Exercise directions
Could you give the data that follows again exactly, without its pictures?

Stored data entries
= = = =
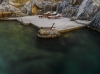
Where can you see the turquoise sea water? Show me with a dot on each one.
(22, 52)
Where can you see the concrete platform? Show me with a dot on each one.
(60, 24)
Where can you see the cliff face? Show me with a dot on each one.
(82, 10)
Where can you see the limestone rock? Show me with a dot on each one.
(95, 24)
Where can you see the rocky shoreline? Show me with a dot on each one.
(74, 9)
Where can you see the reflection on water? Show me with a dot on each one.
(22, 52)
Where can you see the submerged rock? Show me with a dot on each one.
(47, 33)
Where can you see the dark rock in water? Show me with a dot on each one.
(95, 24)
(47, 33)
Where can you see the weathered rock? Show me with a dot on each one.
(95, 24)
(89, 10)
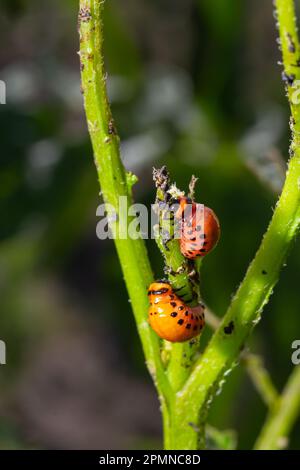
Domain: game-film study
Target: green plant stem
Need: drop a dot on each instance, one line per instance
= = = =
Solution below
Where can you see the turquoise sea water? Show me with a dot on each one.
(22, 52)
Where can you see the concrete platform? Show me with a dot on each one.
(60, 24)
Where can you see the cliff face? Show me with a dot on each one.
(82, 10)
Where can you see the limestone rock? Show me with a dot on each one.
(95, 24)
Where can you see the rocky shoreline? Show me with a dot on each one.
(74, 9)
Where can you see the reflection on water? Show me with a dot on each one.
(22, 52)
Where can you see the submerged rock? Show me with a dot on each one.
(47, 33)
Where can you see the dark rock in water? Show me with a dot on each one.
(95, 24)
(47, 33)
Where can you see the weathered rock? Show me with a dot on each one.
(95, 24)
(89, 10)
Domain: game-film study
Target: green plant stem
Need: drop a dot on each instance, one line per instance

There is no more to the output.